▸ EXERCISE
Please output the records below in full, exactly as given, but without the images.

▸ TASK INPUT
━━━━━━━━━━

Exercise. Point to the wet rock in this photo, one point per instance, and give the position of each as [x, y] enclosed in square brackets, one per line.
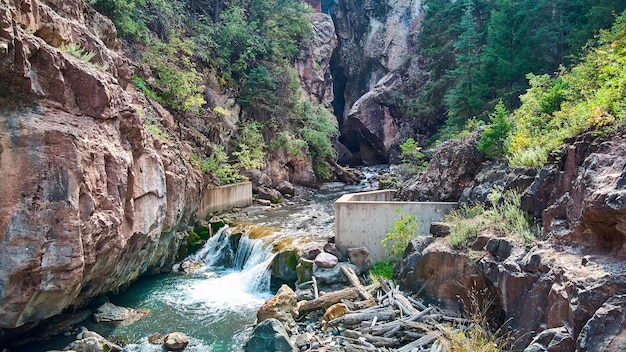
[606, 330]
[304, 270]
[282, 307]
[264, 202]
[360, 257]
[326, 260]
[499, 247]
[552, 340]
[108, 312]
[155, 339]
[269, 336]
[189, 266]
[286, 188]
[284, 265]
[332, 249]
[439, 229]
[269, 194]
[89, 341]
[175, 341]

━━━━━━━━━━

▸ ANSWER
Exercise. Point to the wet rock in this photo, one point per instance, and give the position of each as [x, y] enclosed in square brackets, one per line.
[606, 330]
[304, 270]
[282, 307]
[264, 202]
[360, 257]
[326, 260]
[499, 247]
[552, 340]
[108, 312]
[155, 339]
[269, 336]
[189, 266]
[286, 188]
[284, 265]
[332, 249]
[439, 229]
[269, 194]
[89, 341]
[175, 341]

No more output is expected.